### Request:
Output the entries below as a two-column CSV with the headers instruction and points. Give one row per entry, put each field in quotation marks, and replace line breaks with spaces. Cover only the part that opens at the start of the entries and closes with the line containing "pixel 200 262", and leave the pictures out.

### Record list:
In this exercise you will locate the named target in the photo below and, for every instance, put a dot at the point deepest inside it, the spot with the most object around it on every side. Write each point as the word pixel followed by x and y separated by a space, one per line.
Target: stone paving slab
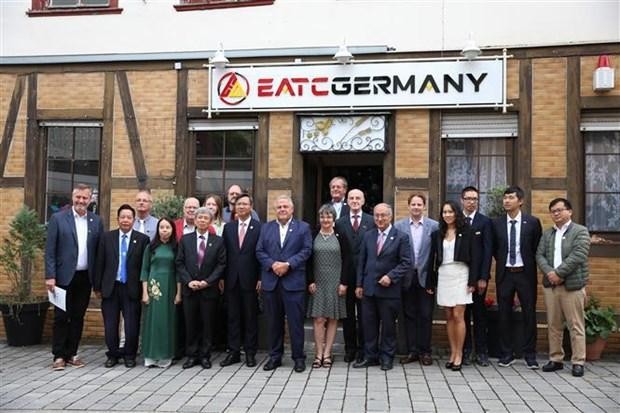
pixel 27 384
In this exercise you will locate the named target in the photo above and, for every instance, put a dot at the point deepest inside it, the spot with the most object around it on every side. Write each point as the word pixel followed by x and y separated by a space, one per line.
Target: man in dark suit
pixel 70 251
pixel 354 225
pixel 483 238
pixel 383 263
pixel 117 283
pixel 284 246
pixel 241 283
pixel 515 240
pixel 200 262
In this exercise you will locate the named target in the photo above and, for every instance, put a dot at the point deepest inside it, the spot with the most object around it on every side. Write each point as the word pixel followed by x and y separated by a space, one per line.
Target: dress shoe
pixel 410 358
pixel 205 363
pixel 552 366
pixel 365 363
pixel 578 370
pixel 250 360
pixel 231 358
pixel 190 362
pixel 300 366
pixel 272 364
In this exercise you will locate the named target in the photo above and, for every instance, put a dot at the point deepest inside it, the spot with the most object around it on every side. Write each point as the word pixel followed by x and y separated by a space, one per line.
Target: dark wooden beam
pixel 132 128
pixel 11 119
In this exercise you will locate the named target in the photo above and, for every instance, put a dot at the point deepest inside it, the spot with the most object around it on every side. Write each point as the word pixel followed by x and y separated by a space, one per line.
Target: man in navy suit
pixel 241 283
pixel 117 283
pixel 515 240
pixel 483 238
pixel 284 246
pixel 383 263
pixel 354 225
pixel 70 251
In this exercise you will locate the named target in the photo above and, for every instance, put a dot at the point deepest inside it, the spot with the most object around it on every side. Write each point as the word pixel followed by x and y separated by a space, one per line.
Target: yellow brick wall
pixel 280 145
pixel 549 118
pixel 70 90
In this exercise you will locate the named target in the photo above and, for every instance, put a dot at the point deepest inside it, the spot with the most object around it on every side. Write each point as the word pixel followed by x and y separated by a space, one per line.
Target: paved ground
pixel 27 384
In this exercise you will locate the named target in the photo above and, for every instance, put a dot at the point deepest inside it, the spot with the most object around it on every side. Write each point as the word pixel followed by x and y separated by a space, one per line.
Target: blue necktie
pixel 124 258
pixel 512 253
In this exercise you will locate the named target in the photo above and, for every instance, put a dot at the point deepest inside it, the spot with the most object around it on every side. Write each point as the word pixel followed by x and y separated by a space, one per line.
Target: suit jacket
pixel 296 250
pixel 61 248
pixel 466 249
pixel 394 260
pixel 242 266
pixel 421 264
pixel 212 268
pixel 575 249
pixel 530 235
pixel 108 260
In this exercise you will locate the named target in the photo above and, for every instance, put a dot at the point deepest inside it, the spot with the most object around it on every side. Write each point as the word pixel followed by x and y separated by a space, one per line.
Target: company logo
pixel 233 88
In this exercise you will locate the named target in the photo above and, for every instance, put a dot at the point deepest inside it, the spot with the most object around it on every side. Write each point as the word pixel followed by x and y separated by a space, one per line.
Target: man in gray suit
pixel 417 302
pixel 562 256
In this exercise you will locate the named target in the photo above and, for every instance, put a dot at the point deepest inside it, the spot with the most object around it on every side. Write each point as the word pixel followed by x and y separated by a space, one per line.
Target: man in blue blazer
pixel 284 246
pixel 241 282
pixel 383 264
pixel 418 304
pixel 70 251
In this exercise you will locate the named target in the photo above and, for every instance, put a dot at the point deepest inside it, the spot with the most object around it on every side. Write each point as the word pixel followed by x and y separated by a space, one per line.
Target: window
pixel 72 157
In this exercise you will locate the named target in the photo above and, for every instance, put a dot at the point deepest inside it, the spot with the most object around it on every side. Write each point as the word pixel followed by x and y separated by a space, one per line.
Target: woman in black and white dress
pixel 453 255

### Written solution:
instruction,points
"In this exercise you will locate the named target in the photo below and, for every instance, put a dot at the point deepest inside it, the spot with the most object around it on every side. Write each point as the word pixel followed by x and y separated by a space, one per line. Target: stone paving slab","pixel 27 384"
"In this exercise you will locate the named target in the photo above and, for every instance, put a dot at the point deepest inside it, the spot with the most object around it on every side. Write each point as the word pixel followed by x and y separated by a space, one per line. Target: man in dark suit","pixel 70 251 pixel 354 225 pixel 483 238 pixel 383 263 pixel 117 283 pixel 284 246 pixel 241 283 pixel 515 240 pixel 200 262"